▶ [WHAT YOU NEED TO DO] Among the entries below, only the lines starting at the one with "Kindly outline every instance of the dark" and ending at the one with "Kindly outline every instance of the black", both included, are to be printed exactly.

▶ [SUPPLIED RECORDS]
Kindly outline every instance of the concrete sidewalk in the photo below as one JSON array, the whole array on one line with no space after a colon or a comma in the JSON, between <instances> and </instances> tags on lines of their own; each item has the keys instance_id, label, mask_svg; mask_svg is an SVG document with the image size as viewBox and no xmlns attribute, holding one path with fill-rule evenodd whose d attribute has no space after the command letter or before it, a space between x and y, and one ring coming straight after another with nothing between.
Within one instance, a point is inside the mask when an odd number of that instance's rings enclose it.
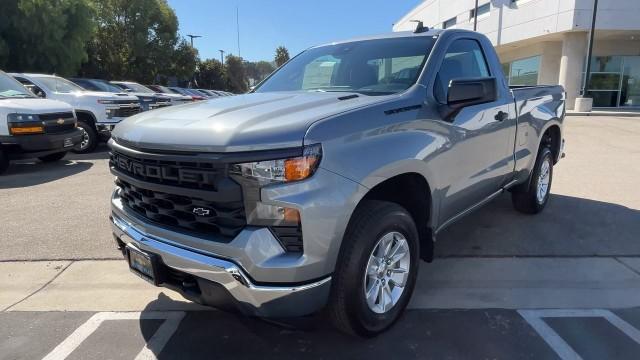
<instances>
[{"instance_id":1,"label":"concrete sidewalk","mask_svg":"<svg viewBox=\"0 0 640 360\"><path fill-rule=\"evenodd\" d=\"M166 296L163 296L164 294ZM161 299L161 300L159 300ZM164 299L164 300L162 300ZM640 258L449 258L421 263L413 309L640 306ZM122 260L0 263L3 311L202 310Z\"/></svg>"}]
</instances>

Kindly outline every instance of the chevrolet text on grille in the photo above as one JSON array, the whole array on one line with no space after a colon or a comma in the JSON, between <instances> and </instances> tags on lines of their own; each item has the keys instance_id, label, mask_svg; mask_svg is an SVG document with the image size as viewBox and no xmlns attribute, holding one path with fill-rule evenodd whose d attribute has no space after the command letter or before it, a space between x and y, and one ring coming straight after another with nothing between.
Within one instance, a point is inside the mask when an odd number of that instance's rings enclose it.
<instances>
[{"instance_id":1,"label":"chevrolet text on grille","mask_svg":"<svg viewBox=\"0 0 640 360\"><path fill-rule=\"evenodd\" d=\"M116 155L118 168L132 174L159 180L173 180L214 185L215 173L211 171L183 169L175 166L147 165Z\"/></svg>"}]
</instances>

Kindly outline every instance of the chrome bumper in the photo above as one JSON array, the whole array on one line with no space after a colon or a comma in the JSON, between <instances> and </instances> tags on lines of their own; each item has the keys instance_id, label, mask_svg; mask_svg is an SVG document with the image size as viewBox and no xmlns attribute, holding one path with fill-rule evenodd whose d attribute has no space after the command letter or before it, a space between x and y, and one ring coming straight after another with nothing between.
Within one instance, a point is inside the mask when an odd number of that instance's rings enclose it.
<instances>
[{"instance_id":1,"label":"chrome bumper","mask_svg":"<svg viewBox=\"0 0 640 360\"><path fill-rule=\"evenodd\" d=\"M157 255L169 268L221 285L245 313L302 316L321 309L328 299L331 277L304 285L257 285L231 261L169 245L168 240L145 234L115 214L111 221L114 235L123 243Z\"/></svg>"}]
</instances>

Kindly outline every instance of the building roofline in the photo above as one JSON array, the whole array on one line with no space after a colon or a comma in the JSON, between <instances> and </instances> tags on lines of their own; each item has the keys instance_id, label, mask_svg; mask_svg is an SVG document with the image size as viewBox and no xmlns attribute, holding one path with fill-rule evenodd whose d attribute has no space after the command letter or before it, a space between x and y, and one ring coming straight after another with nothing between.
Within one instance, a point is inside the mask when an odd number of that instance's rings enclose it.
<instances>
[{"instance_id":1,"label":"building roofline","mask_svg":"<svg viewBox=\"0 0 640 360\"><path fill-rule=\"evenodd\" d=\"M413 9L409 10L408 13L406 13L403 17L401 17L400 19L398 19L393 26L397 26L398 24L408 21L408 20L420 20L420 19L412 19L413 14L415 14L416 12L418 12L420 9L422 9L423 7L427 7L429 5L431 5L432 3L436 2L438 0L422 0L418 5L416 5Z\"/></svg>"}]
</instances>

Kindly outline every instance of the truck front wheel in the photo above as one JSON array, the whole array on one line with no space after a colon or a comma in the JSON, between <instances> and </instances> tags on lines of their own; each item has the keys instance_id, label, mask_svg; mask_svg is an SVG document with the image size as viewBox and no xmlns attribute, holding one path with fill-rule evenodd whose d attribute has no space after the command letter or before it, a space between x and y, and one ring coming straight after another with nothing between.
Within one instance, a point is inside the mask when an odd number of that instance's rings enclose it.
<instances>
[{"instance_id":1,"label":"truck front wheel","mask_svg":"<svg viewBox=\"0 0 640 360\"><path fill-rule=\"evenodd\" d=\"M553 154L547 146L540 148L536 164L531 172L529 188L513 191L513 207L525 214L537 214L547 205L553 180Z\"/></svg>"},{"instance_id":2,"label":"truck front wheel","mask_svg":"<svg viewBox=\"0 0 640 360\"><path fill-rule=\"evenodd\" d=\"M343 241L329 315L342 331L377 335L400 318L411 298L420 259L415 222L395 203L365 200Z\"/></svg>"},{"instance_id":3,"label":"truck front wheel","mask_svg":"<svg viewBox=\"0 0 640 360\"><path fill-rule=\"evenodd\" d=\"M77 154L92 152L98 146L98 134L95 128L84 120L78 120L78 129L82 131L82 141L73 148Z\"/></svg>"}]
</instances>

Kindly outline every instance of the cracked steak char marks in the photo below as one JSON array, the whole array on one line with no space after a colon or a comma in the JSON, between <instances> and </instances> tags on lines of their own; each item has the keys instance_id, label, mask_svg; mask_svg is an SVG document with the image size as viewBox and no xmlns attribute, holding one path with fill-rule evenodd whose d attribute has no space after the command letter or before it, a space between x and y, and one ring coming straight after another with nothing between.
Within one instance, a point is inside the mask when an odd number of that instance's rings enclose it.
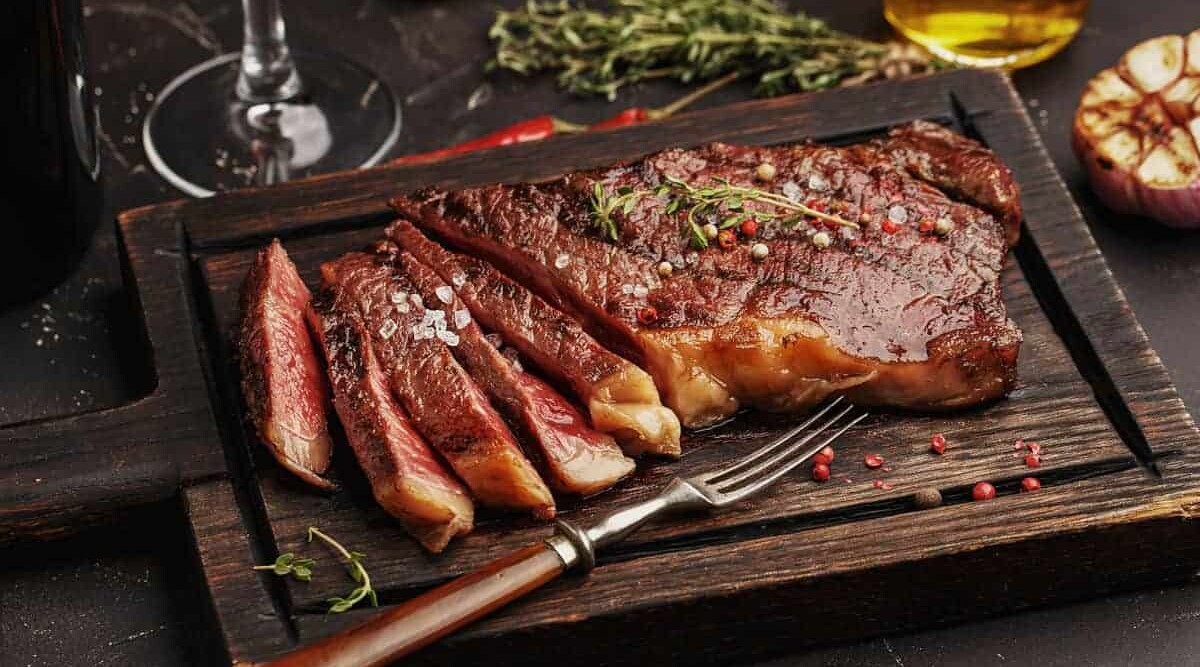
<instances>
[{"instance_id":1,"label":"cracked steak char marks","mask_svg":"<svg viewBox=\"0 0 1200 667\"><path fill-rule=\"evenodd\" d=\"M417 430L480 502L554 516L554 499L500 415L437 335L435 312L386 258L351 252L321 265L334 308L355 309ZM402 296L407 295L407 300ZM437 311L440 314L440 311ZM450 339L453 340L453 339Z\"/></svg>"},{"instance_id":2,"label":"cracked steak char marks","mask_svg":"<svg viewBox=\"0 0 1200 667\"><path fill-rule=\"evenodd\" d=\"M968 149L979 173L947 166L966 164ZM756 178L763 163L775 167L768 181ZM762 261L749 239L698 250L681 233L686 207L669 213L669 195L653 192L667 176L769 191L860 229L767 220L753 239L768 246ZM597 183L608 196L645 193L616 215L615 242L594 223ZM672 149L547 183L430 190L393 206L575 315L646 367L685 425L700 426L742 405L796 410L834 392L939 410L1009 391L1021 336L999 273L1019 222L1015 191L975 142L908 126L848 148ZM819 232L829 247L813 242ZM658 271L663 262L669 275Z\"/></svg>"}]
</instances>

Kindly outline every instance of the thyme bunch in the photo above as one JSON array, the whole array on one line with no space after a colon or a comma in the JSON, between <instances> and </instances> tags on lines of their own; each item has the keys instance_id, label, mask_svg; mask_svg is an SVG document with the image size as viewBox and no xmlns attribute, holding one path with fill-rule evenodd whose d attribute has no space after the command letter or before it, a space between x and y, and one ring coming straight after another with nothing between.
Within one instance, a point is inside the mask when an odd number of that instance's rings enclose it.
<instances>
[{"instance_id":1,"label":"thyme bunch","mask_svg":"<svg viewBox=\"0 0 1200 667\"><path fill-rule=\"evenodd\" d=\"M367 568L363 567L363 559L367 555L361 551L349 551L337 540L318 530L316 526L309 526L308 541L312 542L314 537L329 545L346 561L346 569L350 573L350 578L358 584L346 597L334 597L326 600L329 603L329 613L340 614L363 600L370 600L372 607L378 607L379 598L375 595L375 589L371 588L371 576L367 574Z\"/></svg>"},{"instance_id":2,"label":"thyme bunch","mask_svg":"<svg viewBox=\"0 0 1200 667\"><path fill-rule=\"evenodd\" d=\"M527 0L499 11L491 66L558 72L577 94L613 99L657 78L755 76L757 93L820 90L880 75L889 48L829 28L771 0L613 0L607 11L571 0Z\"/></svg>"},{"instance_id":3,"label":"thyme bunch","mask_svg":"<svg viewBox=\"0 0 1200 667\"><path fill-rule=\"evenodd\" d=\"M663 211L668 215L686 212L683 232L697 249L708 247L709 239L704 234L707 224L730 229L746 220L754 220L760 224L778 222L785 227L794 227L806 218L817 218L843 227L859 228L855 222L810 208L781 194L734 185L728 179L718 178L712 185L696 186L670 175L664 175L663 182L653 190L635 190L623 186L617 189L616 196L608 195L604 186L597 181L592 188L590 202L592 224L601 235L616 241L619 230L615 214L620 212L629 215L638 201L650 195L664 200ZM758 207L750 209L746 207L746 202L766 204L771 210Z\"/></svg>"}]
</instances>

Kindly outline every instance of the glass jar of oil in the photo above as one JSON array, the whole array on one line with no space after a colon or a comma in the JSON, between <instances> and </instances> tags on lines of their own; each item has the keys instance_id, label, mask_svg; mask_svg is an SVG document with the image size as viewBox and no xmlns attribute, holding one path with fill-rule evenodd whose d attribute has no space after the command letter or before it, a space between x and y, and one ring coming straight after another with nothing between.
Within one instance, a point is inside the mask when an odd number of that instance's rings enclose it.
<instances>
[{"instance_id":1,"label":"glass jar of oil","mask_svg":"<svg viewBox=\"0 0 1200 667\"><path fill-rule=\"evenodd\" d=\"M884 0L884 15L935 56L973 67L1027 67L1058 53L1090 0Z\"/></svg>"}]
</instances>

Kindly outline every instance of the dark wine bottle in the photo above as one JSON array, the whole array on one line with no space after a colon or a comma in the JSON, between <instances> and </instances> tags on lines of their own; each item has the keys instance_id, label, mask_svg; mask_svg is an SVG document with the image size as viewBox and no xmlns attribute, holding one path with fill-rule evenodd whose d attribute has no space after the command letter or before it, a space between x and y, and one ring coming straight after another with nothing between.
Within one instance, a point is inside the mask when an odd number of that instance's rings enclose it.
<instances>
[{"instance_id":1,"label":"dark wine bottle","mask_svg":"<svg viewBox=\"0 0 1200 667\"><path fill-rule=\"evenodd\" d=\"M13 84L0 102L0 306L40 295L78 264L103 215L93 83L80 0L11 0L0 35Z\"/></svg>"}]
</instances>

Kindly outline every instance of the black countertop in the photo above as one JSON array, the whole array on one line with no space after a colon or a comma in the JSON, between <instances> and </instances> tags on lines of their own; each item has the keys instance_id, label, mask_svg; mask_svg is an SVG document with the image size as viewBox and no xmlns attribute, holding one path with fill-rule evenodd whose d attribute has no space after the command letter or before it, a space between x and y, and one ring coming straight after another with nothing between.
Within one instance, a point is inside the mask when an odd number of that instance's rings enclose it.
<instances>
[{"instance_id":1,"label":"black countertop","mask_svg":"<svg viewBox=\"0 0 1200 667\"><path fill-rule=\"evenodd\" d=\"M849 31L885 31L878 0L792 5ZM398 92L405 126L397 153L435 148L541 113L595 120L680 92L671 84L647 86L606 103L568 97L545 77L487 77L482 64L491 3L296 0L285 3L285 11L294 46L319 46L369 63ZM93 0L86 14L104 130L106 206L115 212L174 198L148 169L140 145L149 96L184 68L238 46L238 3ZM1015 76L1051 156L1193 415L1200 414L1200 234L1166 231L1099 208L1086 191L1069 133L1079 92L1092 74L1139 40L1195 27L1200 3L1194 0L1097 0L1066 51ZM746 94L722 91L706 104ZM106 225L65 284L27 307L0 313L0 423L117 405L143 391L143 351L129 343L136 340L136 315L123 289L112 226ZM219 658L174 503L130 511L64 542L0 551L0 563L0 666L207 665ZM1195 664L1198 655L1200 588L1174 586L822 649L774 664L1183 665Z\"/></svg>"}]
</instances>

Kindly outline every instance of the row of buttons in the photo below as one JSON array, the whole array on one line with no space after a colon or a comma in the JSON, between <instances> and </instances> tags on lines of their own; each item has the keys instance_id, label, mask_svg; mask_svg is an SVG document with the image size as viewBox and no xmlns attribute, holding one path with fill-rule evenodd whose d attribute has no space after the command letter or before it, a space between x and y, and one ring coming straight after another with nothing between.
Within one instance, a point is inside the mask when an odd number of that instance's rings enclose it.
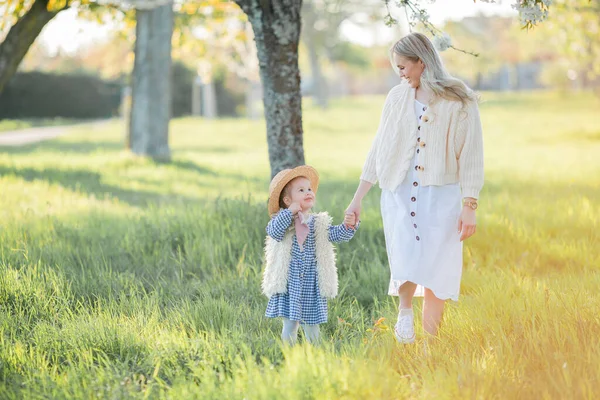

▶ [EXPECTED ANSWER]
Kindly outline every instance of the dark wine bottle in the photo above as one JSON array, the whole array on one line with no space after a colon or a comma in the JSON, between <instances> and </instances> tags on lines of their own; each item has the keys instance_id, label, mask_svg; mask_svg is an SVG document with the image size as viewBox and no xmlns attribute, holding one path with fill-rule evenodd whose d attribute has no space after the command letter or before it, a space between x and y, and one ring coming straight after another with nothing between.
Within one instance, a point is inside the mask when an odd number of that instance's rings enclose it.
<instances>
[{"instance_id":1,"label":"dark wine bottle","mask_svg":"<svg viewBox=\"0 0 1200 667\"><path fill-rule=\"evenodd\" d=\"M13 84L0 102L0 306L40 295L78 264L103 215L93 83L80 0L11 0L0 35Z\"/></svg>"}]
</instances>

Kindly outline every instance of the black countertop in the photo above as one JSON array, the whole array on one line with no space after a colon or a comma in the JSON, between <instances> and </instances> tags on lines of their own; each item has the keys instance_id, label, mask_svg; mask_svg is an SVG document with the image size as viewBox and no xmlns attribute, holding one path with fill-rule evenodd whose d attribute has no space after the command letter or before it, a space between x and y, and one ring coming straight after another with nothing between.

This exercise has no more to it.